Point placement records:
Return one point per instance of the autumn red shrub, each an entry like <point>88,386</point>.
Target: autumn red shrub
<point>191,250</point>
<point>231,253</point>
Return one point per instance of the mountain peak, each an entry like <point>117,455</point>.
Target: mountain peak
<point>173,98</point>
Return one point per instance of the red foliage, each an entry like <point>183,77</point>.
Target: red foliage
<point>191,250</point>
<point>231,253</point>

Task directions: Please edit the material above by replacing "red foliage" with "crimson foliage" everywhere it occurs, and leave everything else unchanged.

Output of the task:
Return one point per instance of the autumn red shrub, each an entry like <point>88,386</point>.
Target: autumn red shrub
<point>191,250</point>
<point>231,253</point>
Return one point per instance of the mountain peak, each an entry like <point>117,455</point>.
Target: mountain peak
<point>173,98</point>
Return one point per instance of the crimson foliage, each an entry like <point>183,77</point>.
Target: crimson foliage
<point>191,250</point>
<point>231,253</point>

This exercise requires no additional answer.